#### [WORK TO BE COMPLETED]
Reproduce the material below verbatim, from the line containing "point: the tall" through the final line, inclusive.

#### [RECORDS FOR THE TASK]
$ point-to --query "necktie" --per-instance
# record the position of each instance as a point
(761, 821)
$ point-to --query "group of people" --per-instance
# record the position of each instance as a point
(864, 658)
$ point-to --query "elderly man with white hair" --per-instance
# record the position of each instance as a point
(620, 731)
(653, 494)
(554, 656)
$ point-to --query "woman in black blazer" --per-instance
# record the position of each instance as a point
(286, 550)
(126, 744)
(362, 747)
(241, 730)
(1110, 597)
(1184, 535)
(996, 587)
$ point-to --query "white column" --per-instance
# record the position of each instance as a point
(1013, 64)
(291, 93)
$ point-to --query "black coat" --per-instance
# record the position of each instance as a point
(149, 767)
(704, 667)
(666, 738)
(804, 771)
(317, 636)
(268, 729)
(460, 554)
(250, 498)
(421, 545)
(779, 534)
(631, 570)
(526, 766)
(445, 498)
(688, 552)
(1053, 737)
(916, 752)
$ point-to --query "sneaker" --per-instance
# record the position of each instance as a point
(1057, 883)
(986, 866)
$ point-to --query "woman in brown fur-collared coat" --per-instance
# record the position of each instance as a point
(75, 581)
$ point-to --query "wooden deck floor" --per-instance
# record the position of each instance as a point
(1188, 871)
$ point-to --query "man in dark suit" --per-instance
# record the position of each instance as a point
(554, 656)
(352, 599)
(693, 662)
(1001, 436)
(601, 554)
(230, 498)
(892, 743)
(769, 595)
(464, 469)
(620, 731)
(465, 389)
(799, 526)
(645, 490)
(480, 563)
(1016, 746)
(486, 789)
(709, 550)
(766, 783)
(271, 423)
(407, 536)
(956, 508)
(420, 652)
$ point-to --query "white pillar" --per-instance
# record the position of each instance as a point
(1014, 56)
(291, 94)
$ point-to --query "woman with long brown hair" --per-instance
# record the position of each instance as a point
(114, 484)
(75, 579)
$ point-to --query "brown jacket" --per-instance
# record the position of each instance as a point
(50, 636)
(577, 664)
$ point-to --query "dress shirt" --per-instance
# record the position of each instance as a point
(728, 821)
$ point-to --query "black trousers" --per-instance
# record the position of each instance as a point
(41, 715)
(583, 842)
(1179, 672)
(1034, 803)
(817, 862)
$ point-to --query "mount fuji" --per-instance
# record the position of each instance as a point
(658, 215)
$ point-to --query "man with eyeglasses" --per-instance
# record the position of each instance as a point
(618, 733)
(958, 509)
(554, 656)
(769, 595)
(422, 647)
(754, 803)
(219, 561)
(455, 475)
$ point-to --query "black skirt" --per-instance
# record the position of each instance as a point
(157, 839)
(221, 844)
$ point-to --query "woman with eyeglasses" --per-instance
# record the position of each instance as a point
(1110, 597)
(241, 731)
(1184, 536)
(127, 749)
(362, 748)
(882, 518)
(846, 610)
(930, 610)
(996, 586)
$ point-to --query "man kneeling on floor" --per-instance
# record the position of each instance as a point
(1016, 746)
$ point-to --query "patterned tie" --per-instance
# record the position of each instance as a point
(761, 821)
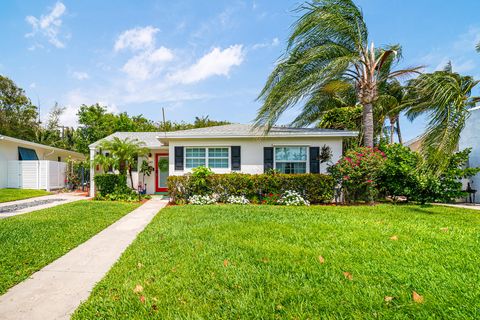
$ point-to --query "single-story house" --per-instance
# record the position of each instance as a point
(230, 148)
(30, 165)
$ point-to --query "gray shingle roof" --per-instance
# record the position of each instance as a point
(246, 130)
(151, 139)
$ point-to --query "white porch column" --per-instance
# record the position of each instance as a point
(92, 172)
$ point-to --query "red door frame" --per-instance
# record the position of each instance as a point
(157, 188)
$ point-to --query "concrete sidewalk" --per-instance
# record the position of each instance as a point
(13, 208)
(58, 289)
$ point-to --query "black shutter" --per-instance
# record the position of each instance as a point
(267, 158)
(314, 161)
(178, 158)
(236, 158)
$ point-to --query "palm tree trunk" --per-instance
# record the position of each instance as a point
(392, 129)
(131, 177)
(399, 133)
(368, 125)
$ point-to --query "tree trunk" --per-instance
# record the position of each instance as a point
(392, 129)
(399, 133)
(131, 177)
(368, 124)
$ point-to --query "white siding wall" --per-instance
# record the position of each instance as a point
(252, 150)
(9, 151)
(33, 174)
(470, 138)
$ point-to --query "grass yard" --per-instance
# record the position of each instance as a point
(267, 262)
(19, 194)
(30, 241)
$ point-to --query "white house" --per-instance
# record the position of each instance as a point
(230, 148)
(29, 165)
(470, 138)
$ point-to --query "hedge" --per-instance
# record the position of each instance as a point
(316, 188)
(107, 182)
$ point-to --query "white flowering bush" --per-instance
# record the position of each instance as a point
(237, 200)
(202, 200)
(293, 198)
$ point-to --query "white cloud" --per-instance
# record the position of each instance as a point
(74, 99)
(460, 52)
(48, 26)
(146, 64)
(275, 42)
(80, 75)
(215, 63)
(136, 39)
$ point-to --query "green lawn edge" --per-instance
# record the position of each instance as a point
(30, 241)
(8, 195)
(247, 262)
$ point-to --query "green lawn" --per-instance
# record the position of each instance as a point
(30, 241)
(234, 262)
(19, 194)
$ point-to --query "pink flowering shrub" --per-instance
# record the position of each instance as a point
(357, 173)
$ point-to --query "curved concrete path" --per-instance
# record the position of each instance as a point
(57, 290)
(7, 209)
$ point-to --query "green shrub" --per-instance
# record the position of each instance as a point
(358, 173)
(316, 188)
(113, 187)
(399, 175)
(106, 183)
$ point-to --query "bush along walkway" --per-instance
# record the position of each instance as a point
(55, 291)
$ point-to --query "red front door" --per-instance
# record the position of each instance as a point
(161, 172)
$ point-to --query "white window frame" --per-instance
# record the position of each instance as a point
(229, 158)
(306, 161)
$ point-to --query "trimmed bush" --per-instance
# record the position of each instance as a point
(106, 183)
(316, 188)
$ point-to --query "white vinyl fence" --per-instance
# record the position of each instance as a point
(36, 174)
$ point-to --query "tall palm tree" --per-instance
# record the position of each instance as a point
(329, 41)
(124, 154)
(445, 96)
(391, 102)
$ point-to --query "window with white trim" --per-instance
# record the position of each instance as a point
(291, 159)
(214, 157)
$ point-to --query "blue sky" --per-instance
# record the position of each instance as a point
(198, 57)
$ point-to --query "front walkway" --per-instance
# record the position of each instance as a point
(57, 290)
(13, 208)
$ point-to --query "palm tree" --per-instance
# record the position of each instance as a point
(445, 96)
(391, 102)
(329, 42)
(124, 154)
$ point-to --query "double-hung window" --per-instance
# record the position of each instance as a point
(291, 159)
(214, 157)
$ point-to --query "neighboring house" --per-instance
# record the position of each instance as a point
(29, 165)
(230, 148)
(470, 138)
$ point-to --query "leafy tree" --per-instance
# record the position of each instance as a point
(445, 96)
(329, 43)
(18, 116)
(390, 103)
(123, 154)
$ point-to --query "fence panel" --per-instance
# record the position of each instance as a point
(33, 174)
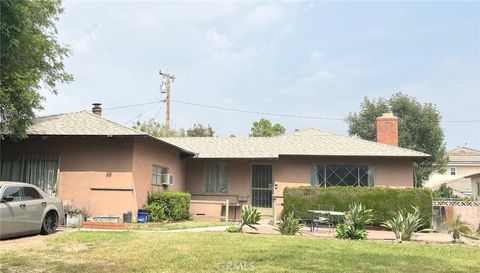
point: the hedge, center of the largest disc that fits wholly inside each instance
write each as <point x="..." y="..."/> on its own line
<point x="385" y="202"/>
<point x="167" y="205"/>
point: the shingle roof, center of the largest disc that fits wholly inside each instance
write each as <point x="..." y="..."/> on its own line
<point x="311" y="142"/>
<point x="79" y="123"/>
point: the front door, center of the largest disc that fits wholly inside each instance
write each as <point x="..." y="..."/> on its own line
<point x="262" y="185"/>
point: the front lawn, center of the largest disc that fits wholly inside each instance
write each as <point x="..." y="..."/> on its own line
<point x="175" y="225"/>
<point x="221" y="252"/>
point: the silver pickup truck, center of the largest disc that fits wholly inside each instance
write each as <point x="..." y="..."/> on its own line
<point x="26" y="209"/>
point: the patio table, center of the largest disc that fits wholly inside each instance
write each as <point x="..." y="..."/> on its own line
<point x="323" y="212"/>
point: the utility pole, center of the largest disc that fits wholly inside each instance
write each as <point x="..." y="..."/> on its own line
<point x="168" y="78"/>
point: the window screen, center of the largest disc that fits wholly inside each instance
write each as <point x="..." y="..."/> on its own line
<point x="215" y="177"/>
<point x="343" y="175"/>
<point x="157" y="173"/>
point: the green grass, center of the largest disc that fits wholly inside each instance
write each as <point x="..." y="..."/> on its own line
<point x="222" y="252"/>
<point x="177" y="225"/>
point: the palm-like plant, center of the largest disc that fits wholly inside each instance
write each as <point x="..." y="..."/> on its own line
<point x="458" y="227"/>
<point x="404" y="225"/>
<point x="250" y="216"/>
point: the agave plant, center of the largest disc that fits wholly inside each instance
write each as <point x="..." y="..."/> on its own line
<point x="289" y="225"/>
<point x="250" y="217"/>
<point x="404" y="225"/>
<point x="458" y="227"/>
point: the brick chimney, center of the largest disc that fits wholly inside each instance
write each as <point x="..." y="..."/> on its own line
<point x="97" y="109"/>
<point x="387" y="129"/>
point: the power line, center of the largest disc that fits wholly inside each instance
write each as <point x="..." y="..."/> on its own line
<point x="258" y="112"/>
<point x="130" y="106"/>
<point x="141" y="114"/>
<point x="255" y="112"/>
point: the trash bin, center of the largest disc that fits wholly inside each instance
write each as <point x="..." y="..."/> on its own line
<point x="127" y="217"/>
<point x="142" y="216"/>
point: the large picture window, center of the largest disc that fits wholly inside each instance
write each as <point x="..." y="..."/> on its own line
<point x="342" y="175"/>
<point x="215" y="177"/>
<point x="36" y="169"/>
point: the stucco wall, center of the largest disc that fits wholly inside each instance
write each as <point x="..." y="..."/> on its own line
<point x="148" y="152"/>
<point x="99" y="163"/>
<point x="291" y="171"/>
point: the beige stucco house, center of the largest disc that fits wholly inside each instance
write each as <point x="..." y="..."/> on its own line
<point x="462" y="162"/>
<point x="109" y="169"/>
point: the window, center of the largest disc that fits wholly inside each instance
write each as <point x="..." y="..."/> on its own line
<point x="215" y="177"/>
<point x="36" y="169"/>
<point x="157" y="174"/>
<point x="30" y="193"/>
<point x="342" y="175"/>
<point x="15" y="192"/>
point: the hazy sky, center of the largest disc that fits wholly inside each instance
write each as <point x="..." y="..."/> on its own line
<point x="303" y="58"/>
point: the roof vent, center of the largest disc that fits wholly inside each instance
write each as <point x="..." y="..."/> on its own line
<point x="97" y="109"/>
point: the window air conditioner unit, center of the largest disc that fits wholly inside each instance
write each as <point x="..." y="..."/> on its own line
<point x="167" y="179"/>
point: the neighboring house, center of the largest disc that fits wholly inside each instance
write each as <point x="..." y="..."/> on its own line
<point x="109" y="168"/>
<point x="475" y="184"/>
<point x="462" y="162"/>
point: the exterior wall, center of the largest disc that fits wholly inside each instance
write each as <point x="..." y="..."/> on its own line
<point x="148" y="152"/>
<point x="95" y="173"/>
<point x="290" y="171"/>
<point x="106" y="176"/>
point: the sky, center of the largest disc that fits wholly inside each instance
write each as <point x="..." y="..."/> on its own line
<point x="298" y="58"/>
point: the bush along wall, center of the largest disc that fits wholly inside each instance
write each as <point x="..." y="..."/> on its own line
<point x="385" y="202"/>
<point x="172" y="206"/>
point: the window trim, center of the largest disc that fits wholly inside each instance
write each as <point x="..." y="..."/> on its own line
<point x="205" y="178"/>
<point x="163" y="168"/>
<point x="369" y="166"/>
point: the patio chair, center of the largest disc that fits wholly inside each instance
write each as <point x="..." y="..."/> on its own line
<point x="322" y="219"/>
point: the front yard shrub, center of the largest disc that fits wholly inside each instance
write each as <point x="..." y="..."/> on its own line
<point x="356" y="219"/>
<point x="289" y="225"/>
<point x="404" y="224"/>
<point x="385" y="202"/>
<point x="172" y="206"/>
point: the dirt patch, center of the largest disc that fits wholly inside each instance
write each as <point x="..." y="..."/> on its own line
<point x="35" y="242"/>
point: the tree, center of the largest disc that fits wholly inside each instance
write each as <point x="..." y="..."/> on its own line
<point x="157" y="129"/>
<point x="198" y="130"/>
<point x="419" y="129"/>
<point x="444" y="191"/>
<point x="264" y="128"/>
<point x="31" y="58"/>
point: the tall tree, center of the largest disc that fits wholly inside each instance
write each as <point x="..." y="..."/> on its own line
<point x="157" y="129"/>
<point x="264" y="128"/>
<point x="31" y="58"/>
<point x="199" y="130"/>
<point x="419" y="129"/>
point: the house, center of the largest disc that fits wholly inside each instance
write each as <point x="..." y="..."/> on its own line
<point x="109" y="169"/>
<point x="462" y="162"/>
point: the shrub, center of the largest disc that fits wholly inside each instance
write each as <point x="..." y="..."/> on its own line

#### [THE ANSWER]
point: the tall tree, center of the largest disc that fits wholly inside each instance
write each as <point x="..." y="..."/> on its own line
<point x="157" y="129"/>
<point x="264" y="128"/>
<point x="31" y="58"/>
<point x="199" y="130"/>
<point x="419" y="129"/>
point: the house, center of the largest disc that fits wholly inside each instance
write each as <point x="..." y="..."/> on its own line
<point x="109" y="169"/>
<point x="462" y="162"/>
point: the shrub, center of the largest disc that fits wholly inside each instance
write each as <point x="..." y="..."/> on its own line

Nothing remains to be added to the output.